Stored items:

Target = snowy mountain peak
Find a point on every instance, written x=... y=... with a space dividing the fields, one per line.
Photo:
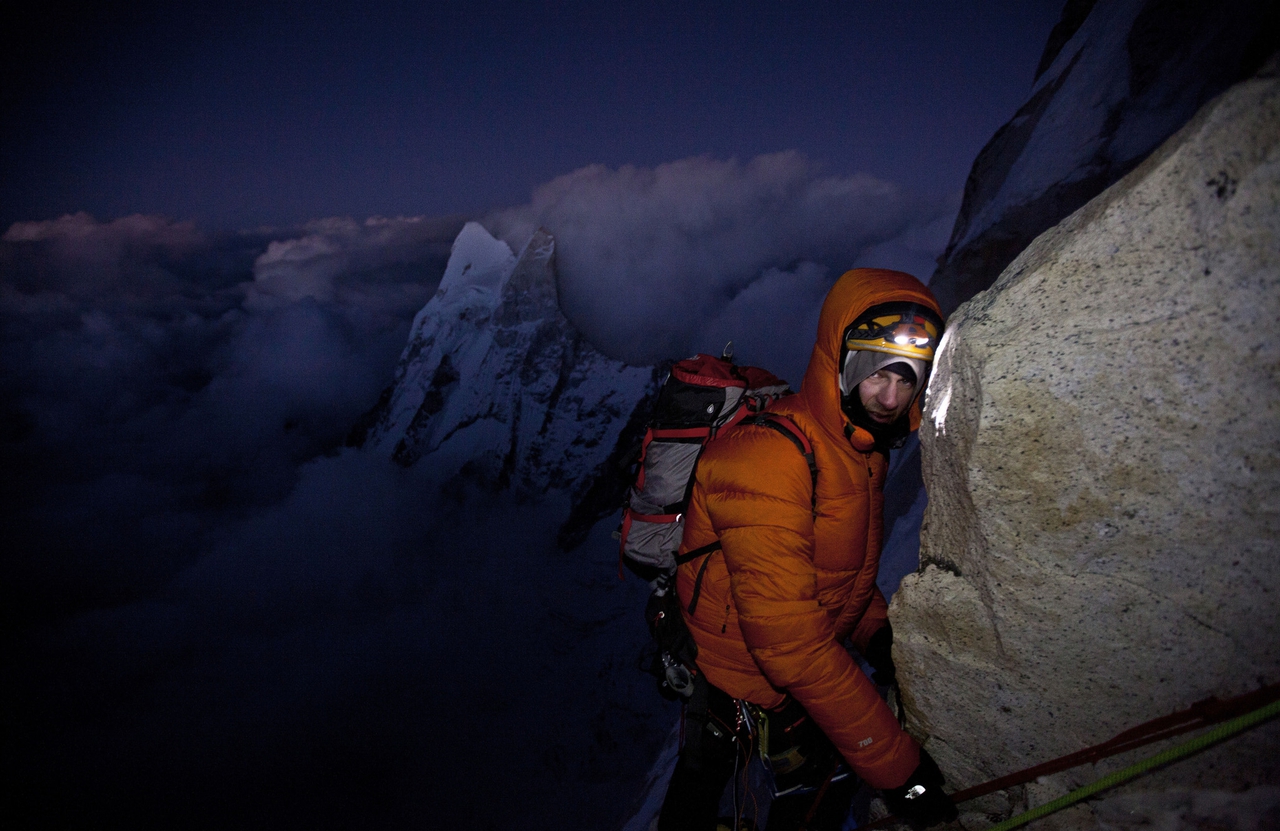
x=478 y=263
x=496 y=384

Exercise task: Write out the items above again, changing "snowy mountain peak" to "snow-covered summit" and keeping everything else the same. Leave the pictures out.

Result of this exercise:
Target = snow-covered summit
Find a point on every instance, written x=... y=... with a space dividing the fields, one per line.
Photo:
x=478 y=263
x=496 y=384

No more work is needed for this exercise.